*Exercise 1*: Repeat the passage in the Ilūkste county text from "After the establishment" to "the Daugavpils district).".
*Exercise 2*: According to the Ilūkste county text, why did the Ilūkstes apriņķis stop existing in 1949? Answer in one to three sentences.

-- Extract provided follows --

Ilūkste county (Ilūkstes apriņķis, Kreis Illuxt, Иллукстский уезд) was a historic county of the Courland Governorate and of the Republic of Latvia. Its capital was Ilūkste (Illuxt), but the most populous settlement was Grīva (Griwa-Semgallen) immediately south of Daugavpils (Dünaburg).

== History ==
Initially, the Captaincy of Illuxt (Hauptmannschaft Illuxt) was as a subdivision of the Duchy of Courland and Semigallia. In 1795, the Duchy was incorporated into the Russian Empire, and in 1819 Illuxt County (Kreis Illuxt) became one of the ten counties of the Courland Governorate. It was forming a wedge between Vilna (later Kovno) and Vitebsk governorates.

After the establishment of the Republic of Latvia in 1918, the Ilūkstes apriņķis existed until 1949, when the Council of Ministers of the Latvian SSR split it into the newly created districts (rajons) of Grīva (dissolved in 1955), Aknīste (dissolved in 1956) and Ilūkste (dissolved in 1962 and merged with the Daugavpils district).

==Demographics==
At the time of the Russian Empire Census of 1897, Kreis Illuxt had a population of 66,461. Of these, 28.5% spoke Latvian, 17.3% Belarusian, 17.1% Polish, 15.2% Russian, 10.5% Lithuanian and 9.6% Yiddish as their native language.

-- Extract provided concluded --
-- Source data follows --

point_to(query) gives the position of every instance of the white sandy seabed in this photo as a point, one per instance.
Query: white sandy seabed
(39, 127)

-- Source data concluded --

*Expected answer 1*:
After the establishment of the Republic of Latvia in 1918, the Ilūkstes apriņķis existed until 1949, when the Council of Ministers of the Latvian SSR split it into the newly created districts (rajons) of Grīva (dissolved in 1955), Aknīste (dissolved in 1956) and Ilūkste (dissolved in 1962 and merged with the Daugavpils district).

*Expected answer 2*: In 1949 the Council of Ministers of the Latvian SSR split the county into newly created districts (rajons). These were Grīva, Aknīste and Ilūkste.